What to do ▸
- A) According to the Saturdays.AI forest fire text, why have forest fires become one of the biggest ecological problems for forests?
- B) Edit the Saturdays.AI forest fire text between "NASA logo The" and "Radiometer Suite (VIIRS).", inclusive, and replace "3 hours" with "three hours".
- C) Answer these questions using the Saturdays.AI forest fire text.
(i) What is the annual average number of fires in Spain, and how many hectares do they affect?
(ii) In which formats can the active fire / hotspot data be downloaded?
(iii) What is FIRMS a part of?

Document text ▸
Saturdays.AI is a non-profit in a mission to empower diverse individuals to learn Artificial Intelligence in a collaborative and project-based way, beyond the conventional education path.

During the first half of the program we learn the foundations of machine-learning and deep-learning by coding exercises on GPU enabled environments in a collaborative way, assisted by facilitators and mentors.

In the second half of the program, we build end2end AI powered prototypes using what we learnt on the "code2learn" phase, working with the dataset and model of our choice, we address a real problem with AI.

SaturdayAIFellows are committed to creating **positive social impact**, open source projects in exchange for their accessible education.

###...This project

Forest fires has become one of the biggest ecological problems suffered by our forests due to the high frequency and intensity it has acquired in recent years.

In Spain there is an annual average of 14,476 fires affecting 108,282.39 hectares of surface area (data from the last ten years 2005-2014). Fuente: Ministerio de Agricultura, Pesca y Alimentación.

The key is **prevention and early detection**. In this project we apply artificial intelligence to predict in real time the probability that fire will start, the intensity of the fire if it occurs and the measures, if any, that should be taken.

###...Our datasets

####*Fire information for resource management system (FIRMS)*
Summary elaborated by Rafa Sánchez
rafael.sanchez.duran@gmail.com

where to find https://firms.modaps.eosdis.nasa.gov/



NASA logo The Fire Information for Resource Management System (FIRMS) distributes Near Real-Time (NRT) active fire data within 3 hours of satellite observation from both the Moderate Resolution Imaging Spectroradiometer (MODIS) and the Visible Infrared Imaging Radiometer Suite (VIIRS).

The active fire / hotspot data can be viewed in FIRMS Fire Map or in NASA’s Worldview , delivered as email alerts or downloaded in the following formats: SHP, KML, TXT, WMS

FIRMS is part of NASA’s Land, Atmosphere Near real-time Capability for EOS (LANCE).

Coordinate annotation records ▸

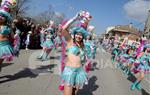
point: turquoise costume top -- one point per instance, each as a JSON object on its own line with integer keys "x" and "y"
{"x": 76, "y": 51}
{"x": 5, "y": 30}
{"x": 88, "y": 49}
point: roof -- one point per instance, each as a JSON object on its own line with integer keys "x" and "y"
{"x": 127, "y": 28}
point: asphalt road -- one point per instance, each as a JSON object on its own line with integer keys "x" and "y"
{"x": 28, "y": 76}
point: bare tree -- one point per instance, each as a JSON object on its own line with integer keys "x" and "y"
{"x": 21, "y": 8}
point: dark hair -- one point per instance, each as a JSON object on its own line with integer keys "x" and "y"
{"x": 82, "y": 44}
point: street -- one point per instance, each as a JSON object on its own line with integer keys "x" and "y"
{"x": 28, "y": 76}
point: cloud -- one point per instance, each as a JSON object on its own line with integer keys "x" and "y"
{"x": 137, "y": 9}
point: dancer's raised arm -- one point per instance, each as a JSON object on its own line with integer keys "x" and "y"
{"x": 66, "y": 27}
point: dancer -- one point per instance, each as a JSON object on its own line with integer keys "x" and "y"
{"x": 143, "y": 67}
{"x": 48, "y": 43}
{"x": 6, "y": 48}
{"x": 73, "y": 75}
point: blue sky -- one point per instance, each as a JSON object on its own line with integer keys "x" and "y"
{"x": 105, "y": 13}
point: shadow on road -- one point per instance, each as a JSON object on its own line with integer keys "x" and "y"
{"x": 88, "y": 89}
{"x": 21, "y": 74}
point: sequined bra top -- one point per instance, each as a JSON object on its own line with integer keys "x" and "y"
{"x": 77, "y": 51}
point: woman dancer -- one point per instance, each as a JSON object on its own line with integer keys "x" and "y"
{"x": 73, "y": 75}
{"x": 143, "y": 66}
{"x": 47, "y": 43}
{"x": 6, "y": 49}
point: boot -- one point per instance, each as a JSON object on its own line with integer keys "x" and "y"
{"x": 133, "y": 86}
{"x": 138, "y": 86}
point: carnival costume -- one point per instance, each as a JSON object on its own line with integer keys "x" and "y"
{"x": 6, "y": 47}
{"x": 75, "y": 76}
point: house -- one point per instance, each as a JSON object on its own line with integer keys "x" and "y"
{"x": 122, "y": 31}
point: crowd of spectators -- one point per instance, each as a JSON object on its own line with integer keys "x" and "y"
{"x": 27, "y": 26}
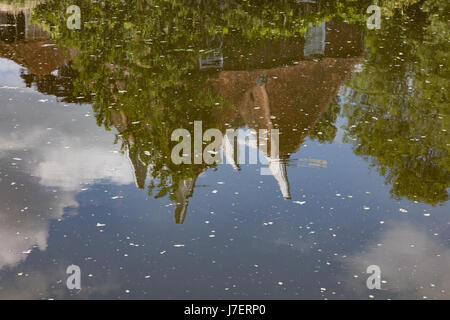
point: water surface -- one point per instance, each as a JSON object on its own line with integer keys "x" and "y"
{"x": 86, "y": 177}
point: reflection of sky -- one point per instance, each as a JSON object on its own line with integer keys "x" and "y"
{"x": 67, "y": 198}
{"x": 10, "y": 74}
{"x": 48, "y": 153}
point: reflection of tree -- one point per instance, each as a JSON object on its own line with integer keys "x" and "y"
{"x": 138, "y": 61}
{"x": 398, "y": 116}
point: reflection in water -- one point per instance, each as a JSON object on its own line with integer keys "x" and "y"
{"x": 147, "y": 70}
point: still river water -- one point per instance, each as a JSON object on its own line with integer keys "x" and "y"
{"x": 86, "y": 176}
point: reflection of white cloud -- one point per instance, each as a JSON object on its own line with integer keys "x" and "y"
{"x": 413, "y": 263}
{"x": 10, "y": 74}
{"x": 56, "y": 149}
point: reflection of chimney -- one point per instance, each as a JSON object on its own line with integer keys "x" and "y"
{"x": 315, "y": 41}
{"x": 229, "y": 152}
{"x": 278, "y": 169}
{"x": 139, "y": 169}
{"x": 182, "y": 194}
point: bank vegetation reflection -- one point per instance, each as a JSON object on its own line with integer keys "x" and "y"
{"x": 148, "y": 70}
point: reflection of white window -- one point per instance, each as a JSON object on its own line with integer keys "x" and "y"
{"x": 315, "y": 40}
{"x": 211, "y": 60}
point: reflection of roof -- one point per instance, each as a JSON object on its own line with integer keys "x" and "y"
{"x": 295, "y": 96}
{"x": 39, "y": 57}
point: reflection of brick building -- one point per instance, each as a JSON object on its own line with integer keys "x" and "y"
{"x": 283, "y": 84}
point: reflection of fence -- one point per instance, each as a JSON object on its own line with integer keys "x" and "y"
{"x": 211, "y": 60}
{"x": 16, "y": 26}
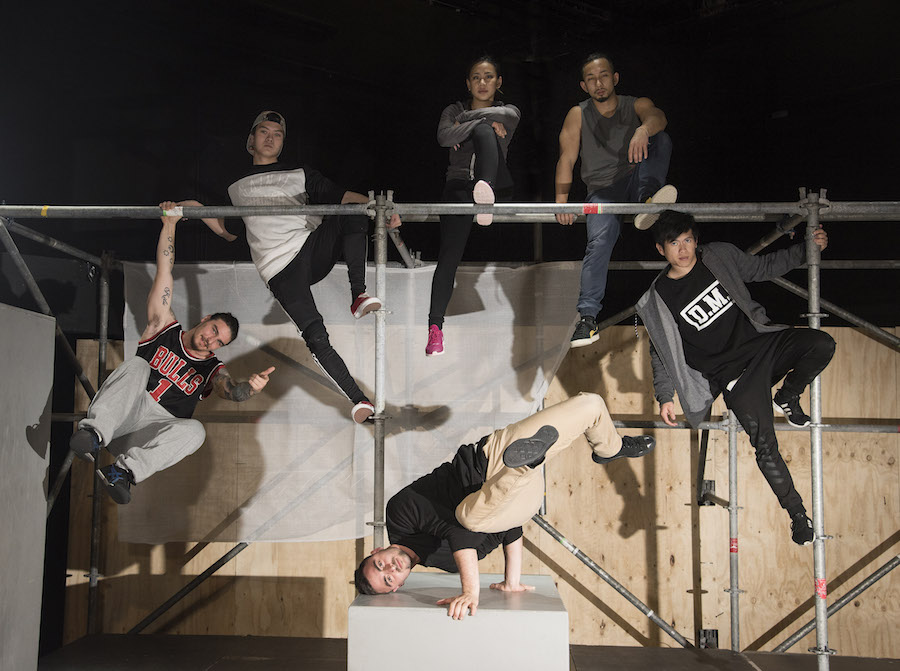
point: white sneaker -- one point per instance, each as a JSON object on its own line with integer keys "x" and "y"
{"x": 483, "y": 194}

Results in order ▸
- A) Forest fires have become one of the biggest ecological problems because of the high frequency and intensity they have reached in recent years.

- B)
NASA logo The Fire Information for Resource Management System (FIRMS) distributes Near Real-Time (NRT) active fire data within three hours of satellite observation from both the Moderate Resolution Imaging Spectroradiometer (MODIS) and the Visible Infrared Imaging Radiometer Suite (VIIRS).

- C)
(i) Spain has an annual average of 14,476 fires, which affect 108,282.39 hectares of surface area.
(ii) The data can be downloaded as SHP, KML, TXT, or WMS.
(iii) FIRMS is part of NASA's Land, Atmosphere Near real-time Capability for EOS (LANCE).